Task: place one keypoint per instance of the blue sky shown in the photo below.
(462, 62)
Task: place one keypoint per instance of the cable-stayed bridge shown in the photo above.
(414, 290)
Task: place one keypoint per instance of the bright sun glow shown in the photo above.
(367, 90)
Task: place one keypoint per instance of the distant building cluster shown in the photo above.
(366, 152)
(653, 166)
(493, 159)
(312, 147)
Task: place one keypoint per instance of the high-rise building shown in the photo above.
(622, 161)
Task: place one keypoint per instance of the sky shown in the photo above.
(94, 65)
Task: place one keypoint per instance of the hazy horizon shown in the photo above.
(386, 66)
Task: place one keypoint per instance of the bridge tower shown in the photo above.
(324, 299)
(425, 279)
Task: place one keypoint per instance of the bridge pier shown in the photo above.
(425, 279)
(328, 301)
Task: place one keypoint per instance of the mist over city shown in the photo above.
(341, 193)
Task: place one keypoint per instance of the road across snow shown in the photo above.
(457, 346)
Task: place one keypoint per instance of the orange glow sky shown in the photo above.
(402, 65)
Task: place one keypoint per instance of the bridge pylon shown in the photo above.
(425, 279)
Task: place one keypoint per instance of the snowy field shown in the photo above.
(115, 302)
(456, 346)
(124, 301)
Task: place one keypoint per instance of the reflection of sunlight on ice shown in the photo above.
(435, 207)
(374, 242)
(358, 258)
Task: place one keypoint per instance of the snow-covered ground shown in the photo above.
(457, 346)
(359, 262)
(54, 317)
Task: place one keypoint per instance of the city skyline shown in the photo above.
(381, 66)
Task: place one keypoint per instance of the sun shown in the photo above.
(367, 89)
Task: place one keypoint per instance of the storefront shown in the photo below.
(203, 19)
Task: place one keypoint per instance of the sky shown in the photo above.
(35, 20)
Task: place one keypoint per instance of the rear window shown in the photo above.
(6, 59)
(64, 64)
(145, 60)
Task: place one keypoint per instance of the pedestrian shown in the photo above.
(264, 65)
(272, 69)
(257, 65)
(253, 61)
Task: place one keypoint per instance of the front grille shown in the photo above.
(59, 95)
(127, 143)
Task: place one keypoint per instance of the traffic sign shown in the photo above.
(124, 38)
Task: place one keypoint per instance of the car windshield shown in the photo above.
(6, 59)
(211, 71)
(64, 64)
—————
Required work:
Exactly reproduce every line of the data above.

Reply:
Task: place one keypoint per instance of the blue sky shown in the photo below.
(462, 62)
Task: place one keypoint per instance of the cable-stayed bridge shown in the photo above.
(414, 290)
Task: place one keypoint per instance of the bright sun glow shown in the photo above.
(367, 90)
Task: place one keypoint per instance of the distant building cluster shown in the photo above.
(366, 152)
(653, 166)
(493, 159)
(312, 147)
Task: place one keypoint per instance of the high-rise building shown in the photo above.
(622, 161)
Task: place one keypoint per instance of the sky shown in the photo above.
(94, 65)
Task: place one keypoint per instance of the hazy horizon shown in the photo above.
(386, 66)
Task: place one keypoint per instance of the bridge tower shown in the photo above.
(324, 299)
(425, 279)
Task: place one keypoint per instance of the bridge pier shown in the photo above.
(425, 279)
(328, 301)
Task: place one keypoint per instance of the mist over city shown in the photo above.
(341, 193)
Task: place one keypoint per instance of the road across snow shown in the photo above.
(457, 346)
Task: place one keypoint per instance of the orange glow sky shown in the photo above.
(402, 65)
Task: place one keypoint per instance of the bridge pylon shown in the photo above.
(425, 279)
Task: place one keypoint per instance of the snowy field shown in the photo above.
(115, 302)
(456, 346)
(124, 301)
Task: place one keypoint per instance of the reflection of sunlight on ice shown in the photo above.
(435, 207)
(374, 242)
(358, 258)
Task: place one keypoint per instance of the snow-covered ground shown in the photo above.
(457, 346)
(359, 262)
(54, 317)
Task: place one keypoint per instance of the city skyline shown in the photo above.
(381, 66)
Task: place one keypoint per instance of the sun shown in the photo above.
(367, 89)
Task: place one keypoint per instance of the storefront shown in the photo below.
(203, 19)
Task: place one keypoint per instance of the sky shown in the photo above.
(35, 20)
Task: place one keypoint per instance of the rear window shown in the photo above.
(6, 59)
(64, 64)
(145, 60)
Task: place one keypoint per instance of the pedestrian shown in the photo above.
(264, 65)
(272, 69)
(257, 65)
(253, 61)
Task: place one keypoint per instance of the front grille shown in the photo above.
(59, 95)
(127, 143)
Task: place one keypoint per instance of the traffic sign shown in the photo above.
(124, 38)
Task: place one keypoint per instance of the car windshield shown in the photo above.
(6, 59)
(211, 71)
(64, 64)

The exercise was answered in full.